[begin Source data]

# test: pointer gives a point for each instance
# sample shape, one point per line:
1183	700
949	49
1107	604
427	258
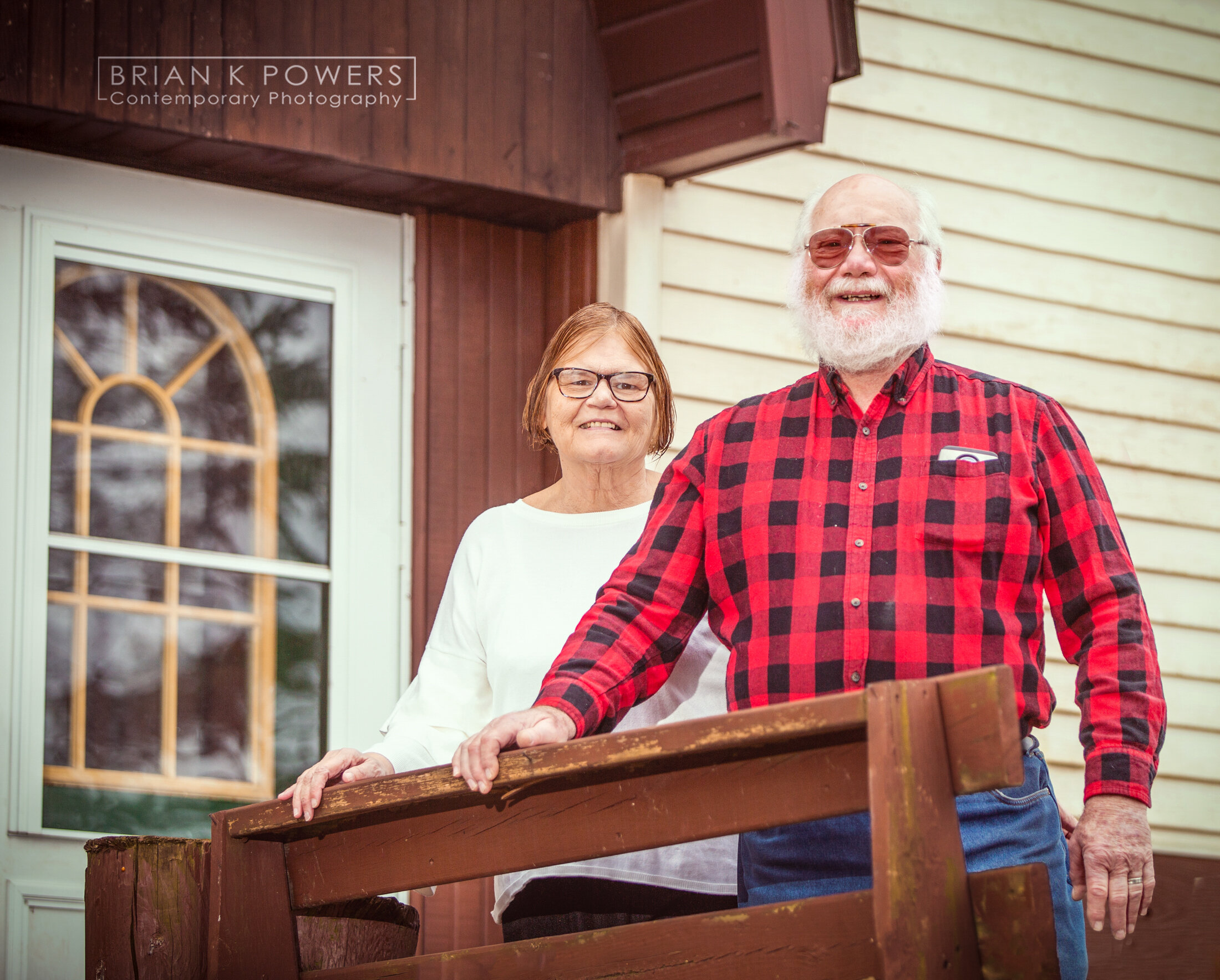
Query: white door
203	509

[end Source data]

Write out all the lines again, swapping "door" for "gate" and changing nothing else. Leave the picture out.

# test: pointer gives a point for each instance
# sample shape, one point per line:
1183	700
949	49
1107	604
427	258
Query: white gate
203	509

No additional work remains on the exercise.